# Texte présenté
______
D'autre part, n'oublions surtout pas que l'antagonisme entre le Judaïsme et le Christianisme, plus précisément entre des Juifs (et pas "les Juifs", car l'immense majorité des premiers disciples de Jésus eux-mêmes étaient juifs) et les disciples de Jésus fut déjà au départ une guerre fratricide: Saül plein de zèle pour faire égorger les disciples de Jésus, ses propres frères de 'sang'... Pour comprendre tout cela, il faut aussi méditer l'"histoire" de Caïn et Abel, qui, comme tant de récits bibliques, sont plus que de "simples histoires", étant chargés de valeur et d'enseignement méta-historiques.

Mais j'ajoute encore un mot, à l'adresse d'un Pasteur de l'Eglise dont la tâche primordiale est l'annonce et la défense publique de l'intégralité du dépôt de la foi. Ceux qui attaquent Jésus et son Eglise, ne sont-ils pas aussi coupables d'"antisémitisme", voire coupables d'un crime "fratricide", étant donné que Jésus Lui-même - vrai Dieu, certes, mais aussi vrai homme - et en tant qu'Homme était juif, de même que les Colonnes de son Eglise, les douze Apôtres et l'immense majorité de ses disciples? Peut-on faire abstraction de ce fait dans un dialogue serein mené dans l'esprit de Vérité? D'autre part, si l'antisémitisme est un péché, l'anti-christianisme, la guerre acharnée contre Dieu et son Eglise, ne constitueraient-ils pas autant de péchés? Si tant est, qu'il existe encore des péchés après l'influence "bienfaisante" et anesthésiante de Françoise Dolto ou celle de nos sociologues qui nous inculquent chaque jour que tout est "faute de la société"... comme tout est 'réduit' -ou plutôt 'érigé'- en "phénomène de société". Et s'il en est ainsi, on serait obligé de déclarer l'abbé Pierre et son ami Roger Garaudy non coupables... et d'arrêter aussi définitivement tout procès... Vous voyez combien la société dans laquelle nous vivons est malade de ses propres incohérences logiques...

Dans ce contexte de dialogue, il faut aussi dénoncer un nouveau danger: celui de l'émergence d'un nouvel "Übermensch", celui d'une nouvelle forme de racisme où tel groupement d'humain s'érige en race pure sans faute ni péché, en race supérieure appelée à juger les autres, notamment l'Eglise. La seule issue pour un dialogue réaliste consiste dans la reconnaissance mutuelle de l'existence du péché originel et du fait qu'aucun d'entre nous n'en est exempt. Il y a donc danger d'un nouveau racisme et en même temps d'un certain masochisme de l'Eglise. Certes, on ne présente plus l'Eglise triomphaliste, cela a été dénoncé et combattu par nos Pères conciliaires, du moins dans la "cafeteria" du Concile. Pourtant, 'Ego vici mundum'... Mais comment en est-on arrivé là à un masochisme qui ne voit plus que des péchés horribles dans toute l'histoire de l'Eglise catholique, à la manière de l'"ecclésiologie" de Maritain? Est-il étonnant que les fidèles quittent massivement une Eglise bafouée de l'extérieur et détruite de l'intérieur par une culpabilisation malsaine, injuste et intolérable? Je n'ai jamais tué de Juif, je n'ai jamais fait de mal à aucun Juif: pourquoi dois-je être bafoué dans ma foi de disciple de Jésus, d'autant plus que la responsabilité et la culpabilité collective ne sont pas de droit?
______
# Matériel fourni

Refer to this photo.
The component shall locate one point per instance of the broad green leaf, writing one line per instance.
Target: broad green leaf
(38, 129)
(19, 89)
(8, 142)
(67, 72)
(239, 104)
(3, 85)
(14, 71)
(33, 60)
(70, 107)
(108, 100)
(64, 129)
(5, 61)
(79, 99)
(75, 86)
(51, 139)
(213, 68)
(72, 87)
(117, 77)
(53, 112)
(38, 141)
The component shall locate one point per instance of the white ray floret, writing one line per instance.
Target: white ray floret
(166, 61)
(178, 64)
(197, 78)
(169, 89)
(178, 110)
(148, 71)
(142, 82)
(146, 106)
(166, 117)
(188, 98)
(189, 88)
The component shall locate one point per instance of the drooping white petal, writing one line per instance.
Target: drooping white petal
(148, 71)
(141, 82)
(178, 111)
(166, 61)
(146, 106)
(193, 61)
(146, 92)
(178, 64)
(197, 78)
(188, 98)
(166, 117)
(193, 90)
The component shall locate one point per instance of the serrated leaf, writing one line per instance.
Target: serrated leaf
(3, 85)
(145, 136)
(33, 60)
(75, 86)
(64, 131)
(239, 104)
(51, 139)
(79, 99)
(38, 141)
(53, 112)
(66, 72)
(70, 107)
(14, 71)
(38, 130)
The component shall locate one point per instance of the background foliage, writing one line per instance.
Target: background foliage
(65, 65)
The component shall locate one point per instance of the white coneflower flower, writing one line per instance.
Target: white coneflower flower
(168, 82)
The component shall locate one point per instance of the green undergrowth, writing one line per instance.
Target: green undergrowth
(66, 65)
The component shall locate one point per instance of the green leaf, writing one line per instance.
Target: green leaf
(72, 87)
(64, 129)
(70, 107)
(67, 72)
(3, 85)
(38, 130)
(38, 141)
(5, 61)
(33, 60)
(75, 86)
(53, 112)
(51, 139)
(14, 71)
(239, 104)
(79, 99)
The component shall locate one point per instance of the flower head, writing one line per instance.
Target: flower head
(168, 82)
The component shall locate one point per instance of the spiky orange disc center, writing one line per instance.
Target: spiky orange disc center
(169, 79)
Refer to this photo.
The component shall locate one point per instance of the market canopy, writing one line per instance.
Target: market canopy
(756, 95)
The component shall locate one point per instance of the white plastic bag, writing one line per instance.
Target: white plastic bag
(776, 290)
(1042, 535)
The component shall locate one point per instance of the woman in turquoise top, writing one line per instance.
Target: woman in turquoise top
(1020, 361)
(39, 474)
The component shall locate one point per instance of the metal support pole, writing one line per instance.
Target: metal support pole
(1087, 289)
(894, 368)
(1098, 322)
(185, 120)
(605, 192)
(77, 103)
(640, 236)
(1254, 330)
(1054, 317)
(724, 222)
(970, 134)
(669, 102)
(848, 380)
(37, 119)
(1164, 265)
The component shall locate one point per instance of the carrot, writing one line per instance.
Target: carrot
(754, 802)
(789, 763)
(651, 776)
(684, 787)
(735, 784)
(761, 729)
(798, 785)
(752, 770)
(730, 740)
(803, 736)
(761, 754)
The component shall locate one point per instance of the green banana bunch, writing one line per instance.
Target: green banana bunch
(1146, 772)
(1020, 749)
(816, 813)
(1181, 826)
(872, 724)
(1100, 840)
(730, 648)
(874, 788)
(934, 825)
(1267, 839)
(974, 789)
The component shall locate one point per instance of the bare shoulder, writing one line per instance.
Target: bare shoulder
______
# Votre tâche
Citez fidèlement le passage du texte présenté qui commence par « D'autre part, n'oublions » et se termine par « et d'enseignement méta-historiques. ». Le matériel fourni ne sert à rien ici.

# Réponse ci-dessous
D'autre part, n'oublions surtout pas que l'antagonisme entre le Judaïsme et le Christianisme, plus précisément entre des Juifs (et pas "les Juifs", car l'immense majorité des premiers disciples de Jésus eux-mêmes étaient juifs) et les disciples de Jésus fut déjà au départ une guerre fratricide: Saül plein de zèle pour faire égorger les disciples de Jésus, ses propres frères de 'sang'... Pour comprendre tout cela, il faut aussi méditer l'"histoire" de Caïn et Abel, qui, comme tant de récits bibliques, sont plus que de "simples histoires", étant chargés de valeur et d'enseignement méta-historiques.